→ **Written task**
Translate this sentence from the blog post on the marriage amendment into Spanish: "Both sides exaggerate their claims in order to push their agenda."

The debate over this amendment rages across the country and here at this blog. Much of the discussion is positive in nature, however many on both sides resort to frustration and name-calling. I wanted to outline my thoughts on this issue, which will probably anger everyone and leave me defending myself from both sides.

The data that we have demonstrates that as a whole gay couples do not want to get married. Because other nations and Massachusetts have recognized same-sex marriages we can evaluate the statistics and see that the vast majority of gay partners have no interest in the institution of marriage even when it is available to them.

In the Netherlands, the first nation to legalize same-sex unions in 2001, between 2.6 and 6.3 percent of gay people have been married. Belgium followed in 2003 and has seen between 1.9 and 4.7 percent married. Even in North America, the numbers have been very low. Since 2003 in British Columbia, Canada, the numbers are between 2.8 and 14.3 percent. The stats are not much different in Massachusetts – 5.9 and 16.7 percent.

Recognition of gay marriage will not destroy marriage, but it will be one of many factors that have led and will lead to the weakening of the institution. Both sides exaggerate their claims in order to push their agenda.

As a whole, marriage has been on a decline in our nation for over 50 years. In the 1990’s it stabalized after a volitale period of change. In the 1970’s and 80’s divorce rates, seperations and those not marrying skyrocketed. The numbers even doubled in some age groups.

Americans are now less likely to marry. There has been a decline of more than 40 percent, from 1970 to 2002, in the annual number of marriages per 1000 unmarried adult women. Since 1960, those married among all persons age 15 and older has declined 12 percent.

Gay marriage will not be the reason marriage fails. It cannot be held responsible for the decline of previous decades. However, it can be another factor in a long line of our society undermining the institution. It will simply be another straw on the already weak back of marriage. Another telling factor is that many of the same groups that argued for the liberalization of marriage and the increased ease of divorces are the same ones pointing out how bad marriage is now, as if they had no hand in creating the problem.

→ **Data records**
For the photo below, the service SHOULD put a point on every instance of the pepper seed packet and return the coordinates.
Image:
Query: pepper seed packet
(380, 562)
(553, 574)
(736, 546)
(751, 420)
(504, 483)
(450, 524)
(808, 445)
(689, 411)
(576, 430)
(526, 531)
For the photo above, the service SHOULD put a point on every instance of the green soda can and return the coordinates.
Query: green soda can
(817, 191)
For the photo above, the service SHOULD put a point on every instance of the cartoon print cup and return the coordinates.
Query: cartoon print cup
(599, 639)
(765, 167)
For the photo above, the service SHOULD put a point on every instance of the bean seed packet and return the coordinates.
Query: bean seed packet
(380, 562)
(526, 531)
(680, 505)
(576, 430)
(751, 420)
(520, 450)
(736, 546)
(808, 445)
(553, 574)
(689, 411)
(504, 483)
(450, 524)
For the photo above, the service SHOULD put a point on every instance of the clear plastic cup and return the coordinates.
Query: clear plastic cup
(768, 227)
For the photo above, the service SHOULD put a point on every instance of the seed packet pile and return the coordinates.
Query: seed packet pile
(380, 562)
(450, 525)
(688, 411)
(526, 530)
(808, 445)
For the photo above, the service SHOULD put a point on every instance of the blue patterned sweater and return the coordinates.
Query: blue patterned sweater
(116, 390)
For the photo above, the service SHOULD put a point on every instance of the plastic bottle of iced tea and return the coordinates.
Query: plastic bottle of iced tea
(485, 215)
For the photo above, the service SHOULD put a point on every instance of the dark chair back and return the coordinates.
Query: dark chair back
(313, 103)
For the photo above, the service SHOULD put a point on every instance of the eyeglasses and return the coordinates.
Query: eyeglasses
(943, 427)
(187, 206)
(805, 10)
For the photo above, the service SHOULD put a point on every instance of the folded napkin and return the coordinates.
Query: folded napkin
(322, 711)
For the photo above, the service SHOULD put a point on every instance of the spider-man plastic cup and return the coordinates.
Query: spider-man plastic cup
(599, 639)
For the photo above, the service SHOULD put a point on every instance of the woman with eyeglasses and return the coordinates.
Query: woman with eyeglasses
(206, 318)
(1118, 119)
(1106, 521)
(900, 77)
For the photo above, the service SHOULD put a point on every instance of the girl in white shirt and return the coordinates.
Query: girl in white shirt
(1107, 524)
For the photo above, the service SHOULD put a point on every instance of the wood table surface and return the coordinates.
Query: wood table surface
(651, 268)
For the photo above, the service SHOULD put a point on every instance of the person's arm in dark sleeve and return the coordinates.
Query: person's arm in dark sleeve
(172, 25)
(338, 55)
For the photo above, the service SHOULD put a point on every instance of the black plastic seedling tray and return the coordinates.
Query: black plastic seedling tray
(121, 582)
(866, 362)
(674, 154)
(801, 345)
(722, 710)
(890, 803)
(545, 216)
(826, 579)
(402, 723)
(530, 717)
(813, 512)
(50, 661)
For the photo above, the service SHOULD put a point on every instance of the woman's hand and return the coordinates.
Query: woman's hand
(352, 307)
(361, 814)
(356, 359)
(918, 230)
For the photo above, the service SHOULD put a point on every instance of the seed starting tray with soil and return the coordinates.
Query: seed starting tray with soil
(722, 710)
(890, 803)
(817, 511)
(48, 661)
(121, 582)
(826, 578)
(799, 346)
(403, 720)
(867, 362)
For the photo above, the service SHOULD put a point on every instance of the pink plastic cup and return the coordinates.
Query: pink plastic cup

→ **Solution**
Ambos bandos exageran sus afirmaciones para impulsar su agenda.